● Given task 1: According to the passage on the Hadamard identity, what is the probability of measuring all zeros when f is constant?

● Passage shown:
After applying $U_f$ (using phase kickback):

$$\ket{\psi_2} = \frac{1}{\sqrt{2^n}}\sum_{x=0}^{2^n-1}(-1)^{f(x)}\ket{x}\ket{-}$$

Each basis state $\ket{x}$ picks up a phase $(-1)^{f(x)}$.

After $H^{\otimes n}$ on data qubits:

We use the key identity: $H^{\otimes n}\ket{x} = \frac{1}{\sqrt{2^n}}\sum_{z=0}^{2^n-1}(-1)^{x\cdot z}\ket{z}$ where $x\cdot z = \bigoplus_{i=1}^n x_i z_i$ is the binary inner product.

Proof of the $H^{\otimes n}$ identity

Step 1 — verify for $n=1$: The single-qubit Hadamard gives $H\ket{x} = \frac{1}{\sqrt{2}}\sum_{z\in\{0,1\}}(-1)^{xz}\ket{z}$. Let's check both cases:

$H\ket{0} = \frac{1}{\sqrt{2}}((-1)^{0\cdot0}\ket{0}+(-1)^{0\cdot1}\ket{1}) = \frac{1}{\sqrt{2}}(\ket{0}+\ket{1})\;\checkmark$
$H\ket{1} = \frac{1}{\sqrt{2}}((-1)^{1\cdot0}\ket{0}+(-1)^{1\cdot1}\ket{1}) = \frac{1}{\sqrt{2}}(\ket{0}-\ket{1})\;\checkmark$

Step 2 — general $n$: Since $\ket{x} = \ket{x_1}\otimes\ket{x_2}\otimes\cdots\otimes\ket{x_n}$ and $H^{\otimes n} = H\otimes H\otimes\cdots\otimes H$, the tensor product factors: $$H^{\otimes n}\ket{x} = \bigotimes_{i=1}^n H\ket{x_i} = \bigotimes_{i=1}^n \frac{1}{\sqrt{2}}\sum_{z_i}(-1)^{x_i z_i}\ket{z_i}$$ Distributing the products: $$= \frac{1}{\sqrt{2^n}}\sum_{z_1,z_2,\ldots,z_n}(-1)^{x_1 z_1 + x_2 z_2 + \cdots + x_n z_n}\ket{z_1 z_2\cdots z_n} = \frac{1}{\sqrt{2^n}}\sum_{z}(-1)^{x\cdot z}\ket{z}\;\square$$

$$\ket{\psi_3} = \frac{1}{\sqrt{2^n}}\sum_{x}(-1)^{f(x)} \cdot \frac{1}{\sqrt{2^n}}\sum_{z}(-1)^{x\cdot z}\ket{z}$$ $$= \sum_{z}\left[\frac{1}{2^n}\sum_{x}(-1)^{f(x)+x\cdot z}\right]\ket{z}$$

The amplitude of $\ket{z=0^n}$ is especially revealing:

$$\text{Amplitude of }\ket{0^n} = \frac{1}{2^n}\sum_{x=0}^{2^n-1}(-1)^{f(x)}$$

If $f$ is constant: All $(-1)^{f(x)}$ have the same sign, so the sum is $\pm 1$, and the amplitude of $\ket{0^n}$ is $\pm 1$. Measuring gives $0^n$ with certainty (probability $= 1$).

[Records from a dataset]
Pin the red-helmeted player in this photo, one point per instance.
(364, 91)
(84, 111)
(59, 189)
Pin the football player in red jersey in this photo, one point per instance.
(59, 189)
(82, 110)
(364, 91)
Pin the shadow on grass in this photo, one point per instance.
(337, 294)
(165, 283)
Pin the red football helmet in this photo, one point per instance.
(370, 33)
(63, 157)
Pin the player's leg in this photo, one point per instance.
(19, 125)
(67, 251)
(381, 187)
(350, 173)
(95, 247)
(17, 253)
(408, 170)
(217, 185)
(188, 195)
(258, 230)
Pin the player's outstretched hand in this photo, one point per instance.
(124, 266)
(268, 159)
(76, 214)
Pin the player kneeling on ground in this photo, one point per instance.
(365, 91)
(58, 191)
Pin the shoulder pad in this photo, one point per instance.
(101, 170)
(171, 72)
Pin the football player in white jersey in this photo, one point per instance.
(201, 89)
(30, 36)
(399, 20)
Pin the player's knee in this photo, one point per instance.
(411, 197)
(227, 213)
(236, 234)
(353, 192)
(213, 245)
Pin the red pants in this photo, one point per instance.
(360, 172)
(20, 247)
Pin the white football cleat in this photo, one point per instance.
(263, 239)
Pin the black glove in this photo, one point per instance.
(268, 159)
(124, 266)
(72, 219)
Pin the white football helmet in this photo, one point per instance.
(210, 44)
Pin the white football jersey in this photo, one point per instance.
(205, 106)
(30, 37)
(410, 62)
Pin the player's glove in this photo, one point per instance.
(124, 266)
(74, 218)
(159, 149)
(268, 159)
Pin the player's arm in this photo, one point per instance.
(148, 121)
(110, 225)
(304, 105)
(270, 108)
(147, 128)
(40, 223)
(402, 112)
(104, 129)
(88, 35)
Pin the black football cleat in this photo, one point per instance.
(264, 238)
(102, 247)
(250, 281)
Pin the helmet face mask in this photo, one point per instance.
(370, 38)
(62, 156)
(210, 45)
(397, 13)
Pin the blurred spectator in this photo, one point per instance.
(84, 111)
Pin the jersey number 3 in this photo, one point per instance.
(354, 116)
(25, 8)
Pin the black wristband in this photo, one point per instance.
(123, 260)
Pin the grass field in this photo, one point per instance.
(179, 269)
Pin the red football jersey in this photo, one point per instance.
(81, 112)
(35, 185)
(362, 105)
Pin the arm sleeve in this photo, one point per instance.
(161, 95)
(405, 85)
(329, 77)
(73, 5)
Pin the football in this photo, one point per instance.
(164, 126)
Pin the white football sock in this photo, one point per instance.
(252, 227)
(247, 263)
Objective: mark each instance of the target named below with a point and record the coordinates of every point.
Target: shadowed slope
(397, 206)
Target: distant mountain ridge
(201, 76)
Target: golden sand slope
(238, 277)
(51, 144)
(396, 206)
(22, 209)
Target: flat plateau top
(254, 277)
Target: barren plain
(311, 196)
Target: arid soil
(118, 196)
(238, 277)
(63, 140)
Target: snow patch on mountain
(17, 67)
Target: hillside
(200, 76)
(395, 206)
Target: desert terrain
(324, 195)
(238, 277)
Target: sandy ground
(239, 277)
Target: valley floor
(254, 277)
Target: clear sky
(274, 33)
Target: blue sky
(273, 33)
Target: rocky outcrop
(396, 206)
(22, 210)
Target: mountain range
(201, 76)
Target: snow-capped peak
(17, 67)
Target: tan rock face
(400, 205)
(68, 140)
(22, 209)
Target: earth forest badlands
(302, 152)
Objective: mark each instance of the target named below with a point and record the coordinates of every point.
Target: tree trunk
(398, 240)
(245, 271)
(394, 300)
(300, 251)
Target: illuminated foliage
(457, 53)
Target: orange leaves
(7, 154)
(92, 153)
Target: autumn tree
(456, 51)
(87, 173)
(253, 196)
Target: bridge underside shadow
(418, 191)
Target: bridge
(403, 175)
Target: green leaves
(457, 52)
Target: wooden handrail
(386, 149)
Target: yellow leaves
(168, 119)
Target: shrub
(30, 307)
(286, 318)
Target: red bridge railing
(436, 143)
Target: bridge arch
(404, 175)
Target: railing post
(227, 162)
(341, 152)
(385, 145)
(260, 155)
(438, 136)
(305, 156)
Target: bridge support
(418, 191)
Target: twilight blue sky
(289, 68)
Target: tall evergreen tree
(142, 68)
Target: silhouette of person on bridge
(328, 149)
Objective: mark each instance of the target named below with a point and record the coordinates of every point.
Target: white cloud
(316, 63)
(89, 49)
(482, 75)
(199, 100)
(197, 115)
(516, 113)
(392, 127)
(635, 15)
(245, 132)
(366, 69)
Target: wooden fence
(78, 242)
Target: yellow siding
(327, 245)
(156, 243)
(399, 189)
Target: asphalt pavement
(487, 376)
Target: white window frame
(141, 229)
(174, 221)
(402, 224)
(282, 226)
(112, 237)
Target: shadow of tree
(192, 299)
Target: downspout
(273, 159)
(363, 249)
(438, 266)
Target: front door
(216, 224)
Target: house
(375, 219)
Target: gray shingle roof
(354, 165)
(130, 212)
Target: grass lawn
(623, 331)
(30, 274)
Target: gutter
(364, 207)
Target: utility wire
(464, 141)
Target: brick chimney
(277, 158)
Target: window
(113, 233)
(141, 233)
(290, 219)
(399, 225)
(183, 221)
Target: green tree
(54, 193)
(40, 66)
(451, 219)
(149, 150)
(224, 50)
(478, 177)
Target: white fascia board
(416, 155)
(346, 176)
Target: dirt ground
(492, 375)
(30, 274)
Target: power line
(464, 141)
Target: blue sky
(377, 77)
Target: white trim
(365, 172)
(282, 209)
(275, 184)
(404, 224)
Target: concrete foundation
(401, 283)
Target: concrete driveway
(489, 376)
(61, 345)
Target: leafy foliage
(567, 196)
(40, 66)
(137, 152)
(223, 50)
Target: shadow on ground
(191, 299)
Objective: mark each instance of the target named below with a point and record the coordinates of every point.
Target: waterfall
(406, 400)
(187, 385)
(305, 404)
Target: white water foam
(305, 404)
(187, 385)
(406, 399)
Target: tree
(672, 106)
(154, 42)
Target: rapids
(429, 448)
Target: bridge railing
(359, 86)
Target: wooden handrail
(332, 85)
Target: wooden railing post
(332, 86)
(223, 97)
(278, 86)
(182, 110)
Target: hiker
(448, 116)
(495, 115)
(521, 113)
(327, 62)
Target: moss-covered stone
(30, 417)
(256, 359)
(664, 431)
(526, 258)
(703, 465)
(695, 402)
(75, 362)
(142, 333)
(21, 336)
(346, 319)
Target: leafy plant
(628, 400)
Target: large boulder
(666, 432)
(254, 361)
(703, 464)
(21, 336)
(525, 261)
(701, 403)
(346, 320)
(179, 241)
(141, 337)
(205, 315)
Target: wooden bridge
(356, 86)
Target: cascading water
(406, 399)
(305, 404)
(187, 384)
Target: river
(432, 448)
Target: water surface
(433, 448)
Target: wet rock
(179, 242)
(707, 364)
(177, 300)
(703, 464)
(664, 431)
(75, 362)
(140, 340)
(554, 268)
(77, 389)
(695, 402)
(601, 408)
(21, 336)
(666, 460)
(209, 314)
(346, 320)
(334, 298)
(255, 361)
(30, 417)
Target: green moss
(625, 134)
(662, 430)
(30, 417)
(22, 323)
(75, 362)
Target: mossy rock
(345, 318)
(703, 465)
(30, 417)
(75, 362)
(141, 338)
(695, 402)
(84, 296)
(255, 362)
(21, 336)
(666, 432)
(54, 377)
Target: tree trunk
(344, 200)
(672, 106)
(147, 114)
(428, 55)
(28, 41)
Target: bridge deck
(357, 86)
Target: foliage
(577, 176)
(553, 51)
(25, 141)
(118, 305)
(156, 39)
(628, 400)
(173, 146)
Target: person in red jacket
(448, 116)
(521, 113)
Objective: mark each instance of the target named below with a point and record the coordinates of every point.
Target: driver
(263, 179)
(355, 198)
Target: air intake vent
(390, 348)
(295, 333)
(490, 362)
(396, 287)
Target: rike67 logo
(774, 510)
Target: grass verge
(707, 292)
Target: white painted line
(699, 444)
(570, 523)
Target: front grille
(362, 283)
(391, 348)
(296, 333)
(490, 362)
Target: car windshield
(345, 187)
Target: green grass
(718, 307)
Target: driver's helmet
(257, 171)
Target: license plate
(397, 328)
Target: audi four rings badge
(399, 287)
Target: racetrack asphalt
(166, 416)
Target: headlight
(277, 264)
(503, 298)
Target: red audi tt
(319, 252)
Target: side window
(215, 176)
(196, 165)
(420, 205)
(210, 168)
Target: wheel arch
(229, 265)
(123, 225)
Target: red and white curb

● Given task 2: Starting at the line that has "Target: car windshield" and continuing through the last of the rows, rename "Target" to "Label" and give back only those lines, otherwise unchanged.

● Response 1: The probability is 1: measuring gives all zeros with certainty.

● Response 2:
Label: car windshield
(345, 187)
Label: green grass
(718, 307)
Label: driver's helmet
(257, 171)
Label: license plate
(397, 328)
Label: audi four rings badge
(399, 287)
Label: racetrack asphalt
(166, 416)
Label: headlight
(277, 264)
(503, 298)
Label: red audi tt
(319, 252)
Label: side window
(215, 176)
(196, 165)
(420, 205)
(210, 168)
Label: wheel arch
(229, 265)
(123, 225)
Label: red and white curb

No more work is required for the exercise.